■ WORK ORDER
Every record must come back exactly as given.

*** RECORDED INFORMATION ***

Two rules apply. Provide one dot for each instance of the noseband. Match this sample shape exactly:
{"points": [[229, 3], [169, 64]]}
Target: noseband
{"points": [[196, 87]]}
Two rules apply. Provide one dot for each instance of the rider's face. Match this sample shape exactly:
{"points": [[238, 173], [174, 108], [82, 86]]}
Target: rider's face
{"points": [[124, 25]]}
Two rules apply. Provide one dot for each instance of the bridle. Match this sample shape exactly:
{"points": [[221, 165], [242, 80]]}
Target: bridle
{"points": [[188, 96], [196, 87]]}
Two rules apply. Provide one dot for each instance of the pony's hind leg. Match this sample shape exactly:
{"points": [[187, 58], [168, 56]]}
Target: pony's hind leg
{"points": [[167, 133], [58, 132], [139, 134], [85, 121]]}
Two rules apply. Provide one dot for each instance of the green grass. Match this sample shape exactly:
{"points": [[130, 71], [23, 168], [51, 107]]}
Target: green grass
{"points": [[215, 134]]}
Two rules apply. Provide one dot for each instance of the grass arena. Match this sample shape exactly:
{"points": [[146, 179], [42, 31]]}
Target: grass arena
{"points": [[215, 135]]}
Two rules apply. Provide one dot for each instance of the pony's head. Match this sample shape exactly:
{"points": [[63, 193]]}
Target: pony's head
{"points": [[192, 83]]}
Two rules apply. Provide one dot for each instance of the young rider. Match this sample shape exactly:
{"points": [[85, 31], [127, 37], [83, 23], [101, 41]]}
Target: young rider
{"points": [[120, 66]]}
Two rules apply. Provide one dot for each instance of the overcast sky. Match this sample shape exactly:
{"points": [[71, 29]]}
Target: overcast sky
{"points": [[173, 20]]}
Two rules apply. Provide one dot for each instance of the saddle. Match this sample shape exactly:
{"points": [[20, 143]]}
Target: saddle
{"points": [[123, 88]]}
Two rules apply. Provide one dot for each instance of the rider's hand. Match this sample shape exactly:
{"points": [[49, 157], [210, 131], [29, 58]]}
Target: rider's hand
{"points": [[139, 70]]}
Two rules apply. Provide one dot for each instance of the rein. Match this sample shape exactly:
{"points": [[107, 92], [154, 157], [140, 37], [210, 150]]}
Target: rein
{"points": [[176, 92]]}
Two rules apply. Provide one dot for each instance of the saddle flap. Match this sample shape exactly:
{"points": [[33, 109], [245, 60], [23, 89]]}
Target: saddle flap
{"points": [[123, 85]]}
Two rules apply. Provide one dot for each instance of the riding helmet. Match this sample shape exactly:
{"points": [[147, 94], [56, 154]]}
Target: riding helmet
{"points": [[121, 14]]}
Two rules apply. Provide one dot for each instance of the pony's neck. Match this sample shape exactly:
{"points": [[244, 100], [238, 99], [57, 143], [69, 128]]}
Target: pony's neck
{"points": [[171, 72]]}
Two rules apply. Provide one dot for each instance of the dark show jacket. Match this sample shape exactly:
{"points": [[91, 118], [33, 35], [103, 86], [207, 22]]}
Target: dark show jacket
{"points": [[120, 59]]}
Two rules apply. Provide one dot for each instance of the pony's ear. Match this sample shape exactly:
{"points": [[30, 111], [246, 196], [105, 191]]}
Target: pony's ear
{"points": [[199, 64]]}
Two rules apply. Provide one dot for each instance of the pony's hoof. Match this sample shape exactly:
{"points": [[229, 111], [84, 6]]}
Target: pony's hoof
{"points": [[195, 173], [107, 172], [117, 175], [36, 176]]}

***

■ RESPONSE
Two rules apply. Provide one dot for each instance of the noseband. Match this sample shape exactly:
{"points": [[229, 3], [169, 64]]}
Target: noseband
{"points": [[196, 87]]}
Two rules apply. Provide one dot for each instance of the rider's face. Match this sample shape exactly:
{"points": [[238, 173], [174, 108], [82, 86]]}
Target: rider's face
{"points": [[124, 25]]}
Two rules apply. Provide one dot for each instance of the bridle. Match this sample shape exactly:
{"points": [[221, 165], [242, 80]]}
Target: bridle
{"points": [[188, 96], [196, 87]]}
Two rules apply. Provide one dot for each instance of the pony's hind leg. Match this sample shape exactly:
{"points": [[187, 58], [168, 56]]}
Target: pony's hind leg
{"points": [[167, 133], [58, 132], [139, 134], [85, 121]]}
Two rules apply. Provide one dot for each instance of the green grass. Match this sample shape exactly:
{"points": [[130, 71], [23, 168], [51, 107]]}
Target: green grass
{"points": [[215, 134]]}
Two rules apply. Provide one dot for each instance of the grass arena. Match this sample shape exactly:
{"points": [[146, 179], [42, 31]]}
Target: grass arena
{"points": [[215, 135]]}
Two rules apply. Provide one dot for each instance of the pony's head. Match this sample shape exactly:
{"points": [[63, 193]]}
Target: pony's head
{"points": [[192, 83]]}
Two rules apply. Provide one dot for each instance of the young rider. Match this sample shape exactly:
{"points": [[85, 31], [127, 37], [83, 23], [101, 41]]}
Target: young rider
{"points": [[120, 66]]}
Two rules apply. Provide one dot for each instance of the overcast sky. Match this sample shape exactly:
{"points": [[71, 29]]}
Target: overcast sky
{"points": [[173, 20]]}
Two rules apply. Provide one dot for each instance of the saddle. Match this sample shape exactly:
{"points": [[20, 143]]}
Target: saddle
{"points": [[123, 88]]}
Two rules apply. Provide one dot for each instance of the rider's hand. Match this sample shape exactly:
{"points": [[49, 157], [210, 131], [29, 58]]}
Target: rider's hand
{"points": [[139, 70]]}
Two rules apply. Provide one dot for each instance of the rein. Match this sample shape exactly:
{"points": [[107, 92], [154, 157], [140, 37], [210, 150]]}
Target: rein
{"points": [[176, 92]]}
Two rules apply. Provide one dot for each instance of the saddle flap. Match this sample shape exactly:
{"points": [[33, 109], [245, 60], [23, 89]]}
Target: saddle flap
{"points": [[123, 85]]}
Two rules apply. Provide one dot for each instance of the riding helmet. Match this sample shape exactly:
{"points": [[147, 94], [56, 154]]}
Target: riding helmet
{"points": [[121, 14]]}
Two rules apply. Provide one dot for each instance of the pony's neck. Match this sample shape exactly:
{"points": [[244, 100], [238, 99], [57, 143], [69, 128]]}
Target: pony's neck
{"points": [[171, 72]]}
Two rules apply. Provide one dot for each instance of the dark show jacket. Match this sample shape exactly:
{"points": [[91, 118], [33, 35], [103, 86], [207, 22]]}
Target: dark show jacket
{"points": [[120, 59]]}
Two rules apply. Provide one dot for each instance of the pony's ear. Match this sample shape exactly:
{"points": [[30, 111], [246, 196], [105, 191]]}
Target: pony's ear
{"points": [[199, 64]]}
Two rules apply. Provide one dot for each instance of the pony's hoof. Match this sample shape exactly:
{"points": [[229, 111], [84, 6]]}
Target: pony's hoof
{"points": [[195, 173], [107, 172], [117, 175], [36, 176]]}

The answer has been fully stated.